_Set tasks_
• a. In the BIOS security excerpt, what does the ASRock reply give as the latest BIOS firmware version for the EPC612D4I?
• b. Return the part of the BIOS security excerpt from "We think that" up to and including "for their systems.", copied word for word.

_Source extract_
▼

Aside from their research, I have found that Supermicro, Tyan, Gigabyte, and ASRock have each issued BIOS firmware images with different levels of fixes for known chipset vulnerabilities. In the last two years alone there have been security fixes for Spectre, Meltdown, & MDS, among others. Gigabyte and Supermicro were quick to acknowledge the vulnerabilities, however, each has made accessing historical BIOS release notes to be difficult if not impossible.
Supermicro: Security Vulnerabilities Overview
Gigabyte: MDS Vulnerability, Spectre & Meltdown Vulnerabilities
Tyan: Security Vulnerabilities, Last Update April 09, 2018, no fix for MDS
ASRock: Asrock Acknowledges Spectre & Meltdown, but not MDS

I emailed ASRock yesterday and received the response:
"The latest BIOS FW of EPC612D4I is P2.40. So far Intel doesn’t inform us to update Microcode for further issue on this platform, and there is no other customer feedback any issue on about it.

We think that you update the BIOS P2.40 is ok." (ASRock Rep)


As I understand, the motherboard in question uses the Broadwell-EP platform, which was issued a microcode update by Intel for SA00233 as of May 2019. In this instance, it appears ASRock is releasing incorrect information regarding the currency of their software fixes. If you have an ASRock or Tyan board that is affected by SA00233, or any other known vulnerability, contact ASR0ck or Tyan to request they issue the update for their systems.

▲

_Recorded information_
▼

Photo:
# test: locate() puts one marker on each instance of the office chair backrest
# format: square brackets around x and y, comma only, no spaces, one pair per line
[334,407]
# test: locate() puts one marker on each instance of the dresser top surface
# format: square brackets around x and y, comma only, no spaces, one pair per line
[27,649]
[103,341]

▲
▼

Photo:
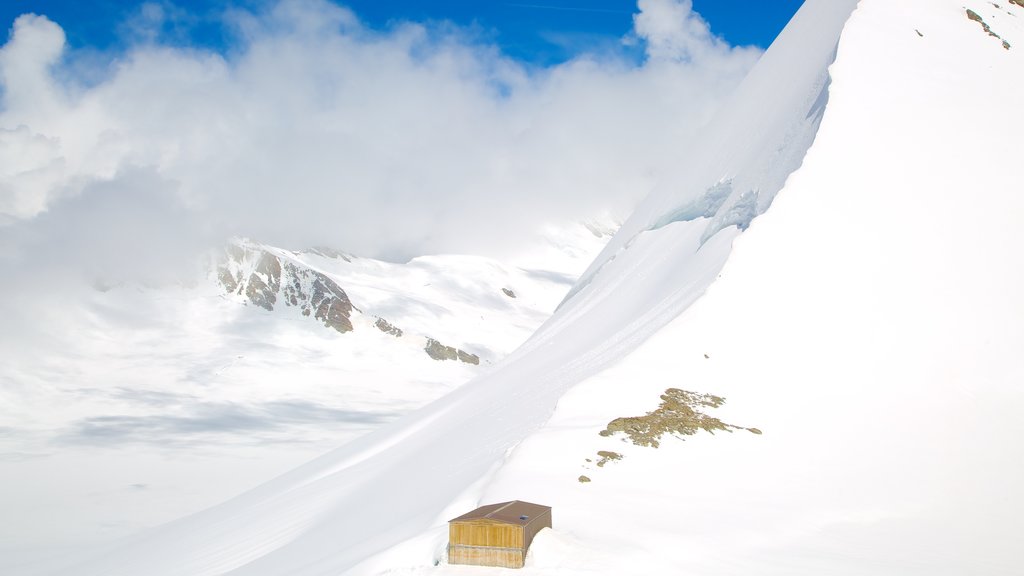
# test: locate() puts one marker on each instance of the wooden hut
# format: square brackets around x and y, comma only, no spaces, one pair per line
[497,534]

▲
▼

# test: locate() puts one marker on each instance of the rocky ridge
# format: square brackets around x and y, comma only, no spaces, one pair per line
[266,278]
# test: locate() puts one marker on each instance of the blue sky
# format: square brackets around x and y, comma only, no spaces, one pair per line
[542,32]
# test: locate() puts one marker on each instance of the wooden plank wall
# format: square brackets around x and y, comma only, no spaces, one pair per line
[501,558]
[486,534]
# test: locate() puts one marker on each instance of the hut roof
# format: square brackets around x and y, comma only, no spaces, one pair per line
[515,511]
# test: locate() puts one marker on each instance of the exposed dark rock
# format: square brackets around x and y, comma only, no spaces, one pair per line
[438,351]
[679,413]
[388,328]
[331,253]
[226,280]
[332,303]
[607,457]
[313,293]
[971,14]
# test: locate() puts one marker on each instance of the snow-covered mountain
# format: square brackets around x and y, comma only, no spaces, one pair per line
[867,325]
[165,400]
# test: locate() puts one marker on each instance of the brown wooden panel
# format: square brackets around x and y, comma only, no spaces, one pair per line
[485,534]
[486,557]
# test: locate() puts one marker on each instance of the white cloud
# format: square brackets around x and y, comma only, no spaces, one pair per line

▲

_Correct answers_
• a. P2.40

• b.
We think that you update the BIOS P2.40 is ok." (ASRock Rep)


As I understand, the motherboard in question uses the Broadwell-EP platform, which was issued a microcode update by Intel for SA00233 as of May 2019. In this instance, it appears ASRock is releasing incorrect information regarding the currency of their software fixes. If you have an ASRock or Tyan board that is affected by SA00233, or any other known vulnerability, contact ASR0ck or Tyan to request they issue the update for their systems.